_WORK TO DO_
Can you rewrite the part of the listing below that runs from the line containing "Can you tell me where the white" through the end of the listing, replacing "white road line" with "lane marking" and leaving everything else unchanged?

(Records of labeled boxes)
┏━━

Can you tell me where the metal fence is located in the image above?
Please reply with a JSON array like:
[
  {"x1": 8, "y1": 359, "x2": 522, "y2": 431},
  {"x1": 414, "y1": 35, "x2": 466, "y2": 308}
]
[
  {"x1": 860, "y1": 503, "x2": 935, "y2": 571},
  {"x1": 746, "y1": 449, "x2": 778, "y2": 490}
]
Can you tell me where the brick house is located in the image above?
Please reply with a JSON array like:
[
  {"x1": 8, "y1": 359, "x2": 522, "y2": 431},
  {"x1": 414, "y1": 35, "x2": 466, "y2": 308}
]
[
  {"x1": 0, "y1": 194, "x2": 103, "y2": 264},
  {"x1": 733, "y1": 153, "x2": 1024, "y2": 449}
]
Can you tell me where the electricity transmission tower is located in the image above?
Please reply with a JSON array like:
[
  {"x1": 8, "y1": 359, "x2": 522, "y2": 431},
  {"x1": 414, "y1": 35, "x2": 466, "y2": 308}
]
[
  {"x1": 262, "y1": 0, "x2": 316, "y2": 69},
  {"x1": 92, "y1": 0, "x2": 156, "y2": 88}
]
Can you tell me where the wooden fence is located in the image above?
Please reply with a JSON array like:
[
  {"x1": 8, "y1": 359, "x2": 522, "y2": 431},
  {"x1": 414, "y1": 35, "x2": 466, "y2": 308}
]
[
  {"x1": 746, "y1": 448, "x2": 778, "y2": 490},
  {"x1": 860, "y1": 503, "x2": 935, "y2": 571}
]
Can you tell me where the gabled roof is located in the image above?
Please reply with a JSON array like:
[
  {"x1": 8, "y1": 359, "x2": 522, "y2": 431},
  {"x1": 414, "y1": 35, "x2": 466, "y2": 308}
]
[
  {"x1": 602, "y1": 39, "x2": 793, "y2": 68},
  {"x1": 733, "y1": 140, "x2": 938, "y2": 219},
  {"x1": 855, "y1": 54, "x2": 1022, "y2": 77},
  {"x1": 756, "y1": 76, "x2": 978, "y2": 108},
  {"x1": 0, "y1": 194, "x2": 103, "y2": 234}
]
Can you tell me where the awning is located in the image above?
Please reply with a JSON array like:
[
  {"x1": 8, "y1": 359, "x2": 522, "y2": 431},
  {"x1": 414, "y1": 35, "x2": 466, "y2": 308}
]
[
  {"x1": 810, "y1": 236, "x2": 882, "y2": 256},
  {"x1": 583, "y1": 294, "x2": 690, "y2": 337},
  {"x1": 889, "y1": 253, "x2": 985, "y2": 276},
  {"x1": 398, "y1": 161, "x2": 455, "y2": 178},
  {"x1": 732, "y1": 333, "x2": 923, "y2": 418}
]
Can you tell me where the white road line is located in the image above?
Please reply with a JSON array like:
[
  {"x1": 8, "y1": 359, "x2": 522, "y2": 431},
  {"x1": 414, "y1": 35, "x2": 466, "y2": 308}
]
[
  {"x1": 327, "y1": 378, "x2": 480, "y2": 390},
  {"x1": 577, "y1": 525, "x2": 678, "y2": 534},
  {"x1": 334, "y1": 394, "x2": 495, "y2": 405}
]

┗━━

_OUTPUT OF THE TASK_
Can you tell me where the lane marking is located in the image above?
Please reply with a JSON array like:
[
  {"x1": 8, "y1": 359, "x2": 522, "y2": 431},
  {"x1": 414, "y1": 35, "x2": 466, "y2": 308}
]
[
  {"x1": 327, "y1": 378, "x2": 480, "y2": 390},
  {"x1": 577, "y1": 525, "x2": 678, "y2": 534},
  {"x1": 334, "y1": 394, "x2": 495, "y2": 405}
]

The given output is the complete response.